Show every line of the data below that contains the string "blurred".

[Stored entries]

________________

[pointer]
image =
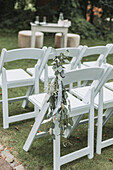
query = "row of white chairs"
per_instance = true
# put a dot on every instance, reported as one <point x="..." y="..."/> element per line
<point x="83" y="99"/>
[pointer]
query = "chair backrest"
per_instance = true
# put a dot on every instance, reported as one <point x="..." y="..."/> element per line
<point x="18" y="54"/>
<point x="99" y="75"/>
<point x="102" y="51"/>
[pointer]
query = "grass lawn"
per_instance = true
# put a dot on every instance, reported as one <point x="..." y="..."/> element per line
<point x="41" y="153"/>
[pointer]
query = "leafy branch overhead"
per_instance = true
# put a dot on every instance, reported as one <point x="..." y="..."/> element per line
<point x="59" y="111"/>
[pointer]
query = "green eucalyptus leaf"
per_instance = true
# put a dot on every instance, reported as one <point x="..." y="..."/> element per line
<point x="66" y="61"/>
<point x="66" y="53"/>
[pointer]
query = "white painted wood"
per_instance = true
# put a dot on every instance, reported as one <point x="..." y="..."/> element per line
<point x="35" y="127"/>
<point x="102" y="51"/>
<point x="19" y="78"/>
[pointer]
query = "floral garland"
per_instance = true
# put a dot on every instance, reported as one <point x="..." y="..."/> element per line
<point x="59" y="104"/>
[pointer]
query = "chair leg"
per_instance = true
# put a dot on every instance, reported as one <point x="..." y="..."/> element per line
<point x="35" y="127"/>
<point x="99" y="125"/>
<point x="5" y="106"/>
<point x="29" y="92"/>
<point x="69" y="131"/>
<point x="91" y="133"/>
<point x="56" y="147"/>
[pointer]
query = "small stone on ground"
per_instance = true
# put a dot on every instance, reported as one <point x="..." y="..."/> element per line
<point x="4" y="165"/>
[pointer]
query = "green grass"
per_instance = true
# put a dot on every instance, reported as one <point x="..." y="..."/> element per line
<point x="41" y="151"/>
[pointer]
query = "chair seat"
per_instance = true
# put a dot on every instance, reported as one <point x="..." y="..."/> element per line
<point x="50" y="72"/>
<point x="77" y="106"/>
<point x="18" y="76"/>
<point x="107" y="96"/>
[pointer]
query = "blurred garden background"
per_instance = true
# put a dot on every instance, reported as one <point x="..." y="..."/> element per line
<point x="93" y="21"/>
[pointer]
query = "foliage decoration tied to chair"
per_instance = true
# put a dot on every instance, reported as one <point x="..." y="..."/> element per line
<point x="63" y="106"/>
<point x="59" y="106"/>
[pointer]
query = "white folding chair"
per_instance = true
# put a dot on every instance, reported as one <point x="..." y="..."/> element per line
<point x="103" y="102"/>
<point x="102" y="51"/>
<point x="109" y="85"/>
<point x="81" y="92"/>
<point x="105" y="111"/>
<point x="78" y="107"/>
<point x="19" y="78"/>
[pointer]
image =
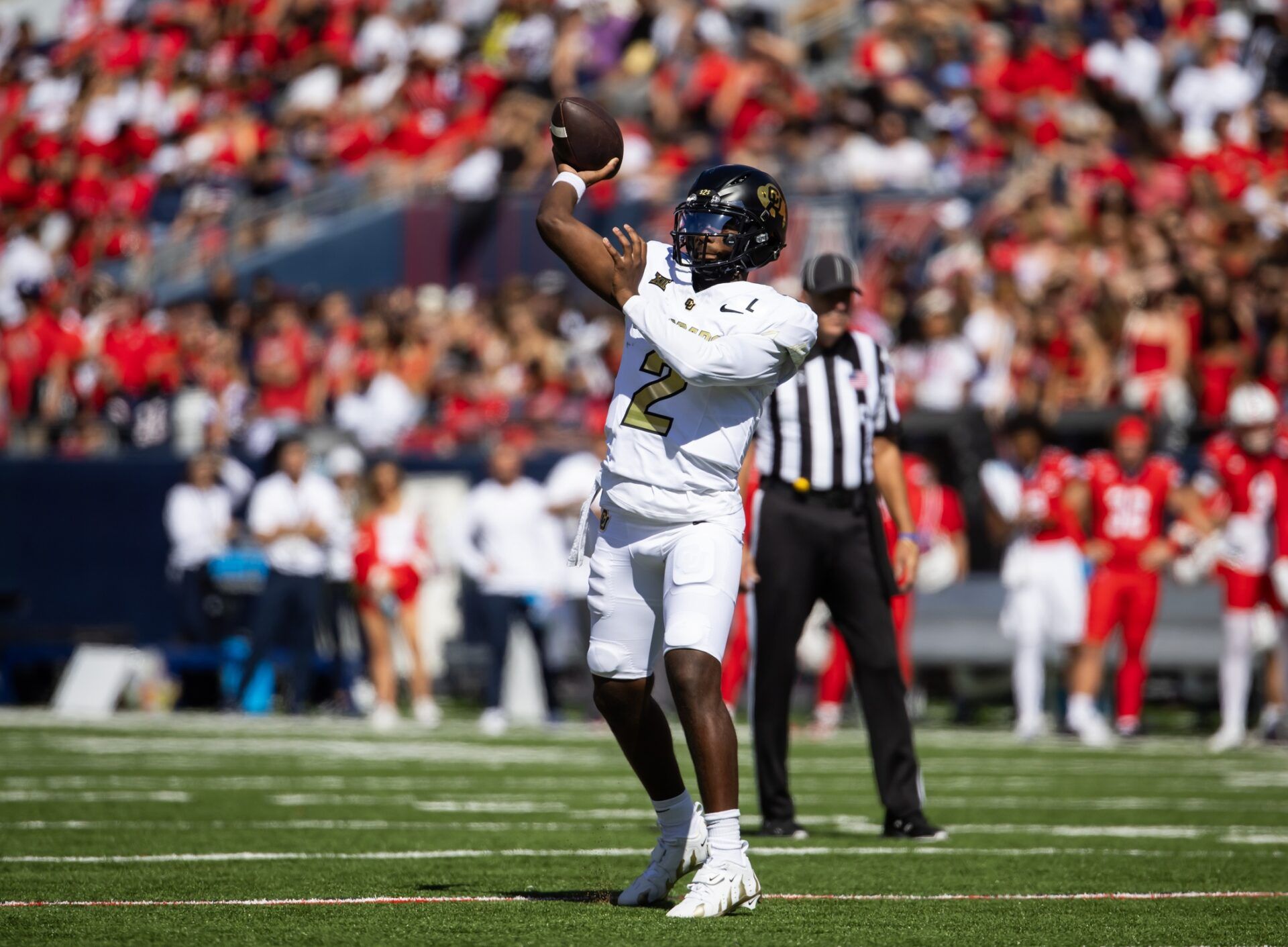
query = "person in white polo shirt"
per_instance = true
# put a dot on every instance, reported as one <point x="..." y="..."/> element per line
<point x="292" y="514"/>
<point x="511" y="546"/>
<point x="199" y="521"/>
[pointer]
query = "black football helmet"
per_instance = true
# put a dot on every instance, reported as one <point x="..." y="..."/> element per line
<point x="739" y="204"/>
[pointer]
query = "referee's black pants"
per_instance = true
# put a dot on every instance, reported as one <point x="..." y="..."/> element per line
<point x="805" y="553"/>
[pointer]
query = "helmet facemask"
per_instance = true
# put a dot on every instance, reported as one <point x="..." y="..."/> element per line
<point x="718" y="241"/>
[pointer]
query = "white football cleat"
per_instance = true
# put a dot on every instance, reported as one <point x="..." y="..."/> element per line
<point x="720" y="888"/>
<point x="384" y="718"/>
<point x="1091" y="730"/>
<point x="427" y="713"/>
<point x="1226" y="738"/>
<point x="1030" y="728"/>
<point x="672" y="861"/>
<point x="494" y="722"/>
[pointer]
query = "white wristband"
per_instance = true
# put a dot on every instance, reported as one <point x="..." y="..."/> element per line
<point x="570" y="178"/>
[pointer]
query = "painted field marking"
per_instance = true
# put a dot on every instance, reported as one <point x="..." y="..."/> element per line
<point x="858" y="825"/>
<point x="519" y="899"/>
<point x="760" y="852"/>
<point x="95" y="797"/>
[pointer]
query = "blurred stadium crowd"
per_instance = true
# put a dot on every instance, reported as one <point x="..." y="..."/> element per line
<point x="1131" y="249"/>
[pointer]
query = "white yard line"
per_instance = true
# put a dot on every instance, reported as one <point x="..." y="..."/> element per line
<point x="519" y="899"/>
<point x="360" y="825"/>
<point x="859" y="825"/>
<point x="760" y="852"/>
<point x="95" y="797"/>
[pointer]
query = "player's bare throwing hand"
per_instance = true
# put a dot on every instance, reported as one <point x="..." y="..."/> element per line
<point x="704" y="350"/>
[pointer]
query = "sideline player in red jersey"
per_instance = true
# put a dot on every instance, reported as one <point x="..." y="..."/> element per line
<point x="942" y="535"/>
<point x="1034" y="503"/>
<point x="1128" y="491"/>
<point x="1247" y="464"/>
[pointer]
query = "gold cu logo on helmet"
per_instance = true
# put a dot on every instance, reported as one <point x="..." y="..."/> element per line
<point x="773" y="201"/>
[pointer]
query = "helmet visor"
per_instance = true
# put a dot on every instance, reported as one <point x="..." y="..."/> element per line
<point x="706" y="235"/>
<point x="706" y="222"/>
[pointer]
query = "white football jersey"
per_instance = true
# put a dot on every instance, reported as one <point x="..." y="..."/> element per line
<point x="696" y="371"/>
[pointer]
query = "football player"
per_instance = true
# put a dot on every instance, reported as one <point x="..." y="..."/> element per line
<point x="1034" y="505"/>
<point x="704" y="350"/>
<point x="1128" y="491"/>
<point x="1247" y="465"/>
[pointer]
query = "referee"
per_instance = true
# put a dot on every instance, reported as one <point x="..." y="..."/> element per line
<point x="824" y="437"/>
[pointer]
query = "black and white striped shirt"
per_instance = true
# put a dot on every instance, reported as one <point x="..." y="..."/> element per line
<point x="820" y="424"/>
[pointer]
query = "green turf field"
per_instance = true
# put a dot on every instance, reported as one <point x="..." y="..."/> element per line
<point x="551" y="825"/>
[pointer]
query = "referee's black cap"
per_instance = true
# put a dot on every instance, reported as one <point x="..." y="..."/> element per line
<point x="827" y="273"/>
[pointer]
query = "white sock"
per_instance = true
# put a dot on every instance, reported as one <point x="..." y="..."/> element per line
<point x="1236" y="669"/>
<point x="1081" y="707"/>
<point x="1028" y="678"/>
<point x="724" y="834"/>
<point x="676" y="816"/>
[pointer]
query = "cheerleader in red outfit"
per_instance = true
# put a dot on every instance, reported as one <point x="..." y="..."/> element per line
<point x="390" y="560"/>
<point x="942" y="528"/>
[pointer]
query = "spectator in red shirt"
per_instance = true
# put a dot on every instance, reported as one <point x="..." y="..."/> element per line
<point x="285" y="369"/>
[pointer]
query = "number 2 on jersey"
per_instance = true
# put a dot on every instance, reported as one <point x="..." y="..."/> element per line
<point x="669" y="385"/>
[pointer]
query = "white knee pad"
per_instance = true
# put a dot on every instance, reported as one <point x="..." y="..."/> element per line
<point x="613" y="660"/>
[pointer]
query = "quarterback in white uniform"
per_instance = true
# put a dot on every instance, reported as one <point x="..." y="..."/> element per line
<point x="704" y="350"/>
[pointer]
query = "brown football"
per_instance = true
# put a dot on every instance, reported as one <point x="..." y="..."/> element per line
<point x="585" y="136"/>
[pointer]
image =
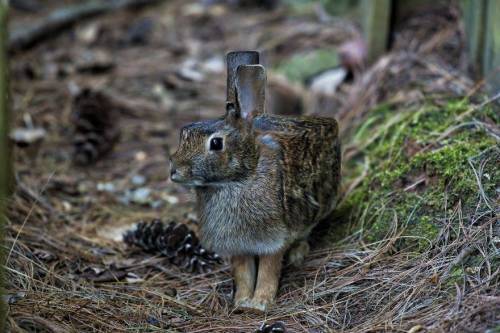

________________

* _Correct result_:
query = "blurred garden background"
query = "blurred stadium crowd"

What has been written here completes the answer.